◆ **REQUIREMENT**:
Each word in the data below should be copied exactly; the images should not.

◆ **RECORDS FOR THIS EXERCISE**:
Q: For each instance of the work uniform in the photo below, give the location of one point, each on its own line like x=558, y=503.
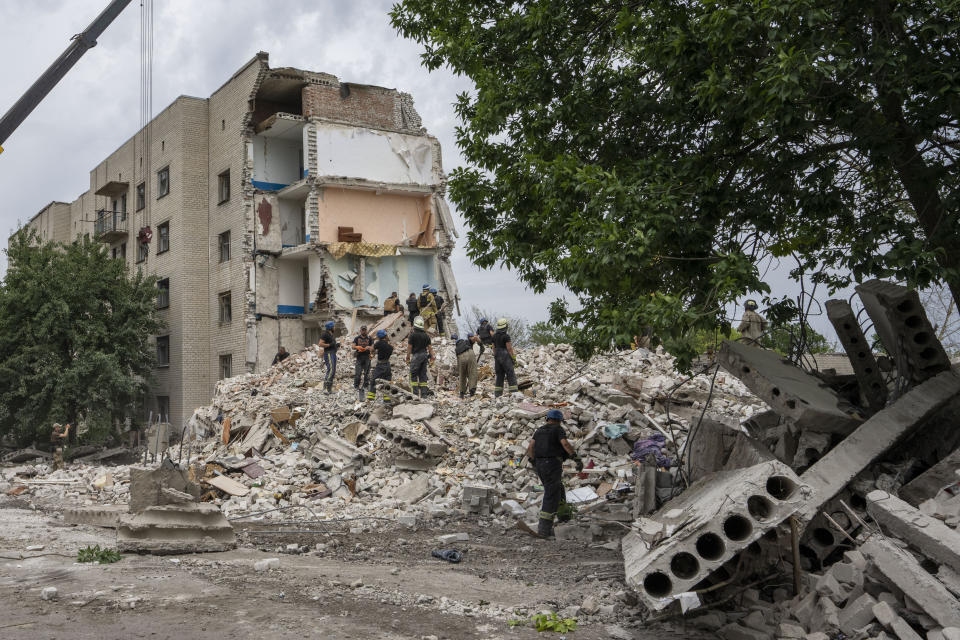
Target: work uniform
x=466, y=366
x=382, y=371
x=419, y=359
x=548, y=457
x=503, y=363
x=361, y=369
x=413, y=307
x=329, y=359
x=752, y=327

◆ **WRITTEN RESPONSE**:
Q: For each instance of the work uniform in the photo below, give the location of one point, each on its own line like x=558, y=503.
Target: work uniform
x=466, y=366
x=382, y=371
x=419, y=359
x=548, y=457
x=503, y=363
x=361, y=369
x=413, y=307
x=329, y=359
x=752, y=327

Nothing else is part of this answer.